24
tahun silam saya dilahirkan dengan nama Magfiroh. Pendidikan S1 saya peroleh
dari UNY dengan jurusan Pendidikan Ekonomi yang telah mengantarkan saya menjadi
seorang guru. Dengan background
pendidikan guru inilah yang mendorong hati saya untuk mengajar di daerah
pelosok melalui program SM3T. Itulah sekelumit latar belakang saya sebagai
penulis di sini.
SMA
N 1 Capkala Bengkayang itulah daerah penempatan SM3T saat pembagian daerah
penugasan. Sebelumnya tak pernah saya bayangkan daerah seperti apa Capkala itu
yang akan menjadi tempat mengabdi untuk 1 tahun ke depan. Selasa 7 September
2016 untuk pertama kalinya saya sampai di Bengkayang setelah menempuh
perjalanan semalaman dari Pontianak. Kesan pertama yang ada dalam otak saya
saat itu adalah bahwa daerah ini masih asri, udara bersih masih bisa dihirup
karena kota ini tidak terlalu padat kendaraan dan juga belum padat penduduk.
Dan keesokan harinya saya dijemput oleh kepala sekolah daerah penugasan. Rabu 8
September 2016 sampai juga saya di SMAN 1 Capkala yang disambut dengan senyum
dan sapa hangat baik dari guru maupun para siswa-siswinya yang akan menemani
hari-hari selama satu tahun kedepan. Tak pernah terbayangkan sebelumnya
menginjakkan kaki di Tanah Borneo ini yang penuh dengan keberagaman agama, dan
menjunjung tinggi adat budaya, penuh dengan filosofi kehidupan. Melalui
siswa-siswi, saya banyak mengambil pelajaran hidup yang semuanya akan saya ulas
satu persatu.

DATA TERSIMPAN:
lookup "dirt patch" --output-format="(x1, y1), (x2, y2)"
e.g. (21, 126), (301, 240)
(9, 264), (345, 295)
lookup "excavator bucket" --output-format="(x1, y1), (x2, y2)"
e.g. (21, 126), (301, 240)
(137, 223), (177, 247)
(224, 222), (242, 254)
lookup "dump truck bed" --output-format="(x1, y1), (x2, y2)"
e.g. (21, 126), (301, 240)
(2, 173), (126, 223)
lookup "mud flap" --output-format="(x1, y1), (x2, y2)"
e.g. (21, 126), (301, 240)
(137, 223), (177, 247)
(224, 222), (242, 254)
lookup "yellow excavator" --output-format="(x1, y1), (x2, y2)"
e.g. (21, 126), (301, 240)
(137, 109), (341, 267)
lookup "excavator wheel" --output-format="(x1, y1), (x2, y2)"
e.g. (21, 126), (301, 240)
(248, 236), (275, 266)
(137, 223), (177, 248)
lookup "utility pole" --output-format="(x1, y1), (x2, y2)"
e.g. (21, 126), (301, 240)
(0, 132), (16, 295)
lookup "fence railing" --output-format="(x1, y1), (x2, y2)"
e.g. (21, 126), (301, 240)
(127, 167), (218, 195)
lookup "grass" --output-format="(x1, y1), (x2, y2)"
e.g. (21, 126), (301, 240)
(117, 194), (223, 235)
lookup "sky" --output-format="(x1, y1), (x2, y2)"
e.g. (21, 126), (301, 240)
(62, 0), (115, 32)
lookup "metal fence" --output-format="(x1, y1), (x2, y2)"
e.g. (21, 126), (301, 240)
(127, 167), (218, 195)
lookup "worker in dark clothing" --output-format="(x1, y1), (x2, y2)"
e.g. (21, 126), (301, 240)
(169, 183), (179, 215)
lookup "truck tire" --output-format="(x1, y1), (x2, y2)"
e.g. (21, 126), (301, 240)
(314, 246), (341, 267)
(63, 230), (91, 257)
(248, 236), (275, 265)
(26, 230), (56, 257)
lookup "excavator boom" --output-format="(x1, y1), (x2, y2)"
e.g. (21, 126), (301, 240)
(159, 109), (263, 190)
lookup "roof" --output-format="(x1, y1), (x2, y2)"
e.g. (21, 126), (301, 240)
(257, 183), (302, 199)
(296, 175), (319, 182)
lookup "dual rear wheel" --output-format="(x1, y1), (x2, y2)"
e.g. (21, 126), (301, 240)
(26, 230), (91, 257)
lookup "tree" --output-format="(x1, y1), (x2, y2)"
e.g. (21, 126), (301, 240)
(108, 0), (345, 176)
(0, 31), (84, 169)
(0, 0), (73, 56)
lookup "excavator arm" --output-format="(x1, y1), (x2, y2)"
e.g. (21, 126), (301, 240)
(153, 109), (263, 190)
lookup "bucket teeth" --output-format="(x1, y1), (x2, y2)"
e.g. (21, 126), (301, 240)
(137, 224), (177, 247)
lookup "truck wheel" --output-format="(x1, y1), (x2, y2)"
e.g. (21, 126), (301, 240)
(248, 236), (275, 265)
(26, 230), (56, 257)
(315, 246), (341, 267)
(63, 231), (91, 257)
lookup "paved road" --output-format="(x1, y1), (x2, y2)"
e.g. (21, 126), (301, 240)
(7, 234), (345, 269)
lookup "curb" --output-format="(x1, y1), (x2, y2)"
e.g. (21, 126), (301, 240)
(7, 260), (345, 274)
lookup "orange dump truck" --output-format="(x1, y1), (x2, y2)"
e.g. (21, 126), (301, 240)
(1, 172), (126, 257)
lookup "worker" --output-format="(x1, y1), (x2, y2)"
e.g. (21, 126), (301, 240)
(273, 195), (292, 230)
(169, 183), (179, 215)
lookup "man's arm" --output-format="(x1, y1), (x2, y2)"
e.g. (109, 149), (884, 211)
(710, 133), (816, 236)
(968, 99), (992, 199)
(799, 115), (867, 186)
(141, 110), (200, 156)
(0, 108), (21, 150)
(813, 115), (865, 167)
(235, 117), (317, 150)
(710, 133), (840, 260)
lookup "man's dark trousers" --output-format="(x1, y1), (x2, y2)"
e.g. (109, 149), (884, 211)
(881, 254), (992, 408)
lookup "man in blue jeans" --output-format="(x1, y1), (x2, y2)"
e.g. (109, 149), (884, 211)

RINCIAN TUGAS:
Bisakah Anda menuliskan kembali bagian kisah tentang pengabdian SM3T yang dibuka dengan kata-kata "Dan keesokan harinya" dan ditutup dengan "satu persatu.", dengan mengganti "Tanah Borneo" menjadi "Pulau Kalimantan"?

JAWABAN LENGKAP:
Dan keesokan harinya saya dijemput oleh kepala sekolah daerah penugasan. Rabu 8
September 2016 sampai juga saya di SMAN 1 Capkala yang disambut dengan senyum
dan sapa hangat baik dari guru maupun para siswa-siswinya yang akan menemani
hari-hari selama satu tahun kedepan. Tak pernah terbayangkan sebelumnya
menginjakkan kaki di Pulau Kalimantan ini yang penuh dengan keberagaman agama, dan
menjunjung tinggi adat budaya, penuh dengan filosofi kehidupan. Melalui
siswa-siswi, saya banyak mengambil pelajaran hidup yang semuanya akan saya ulas
satu persatu.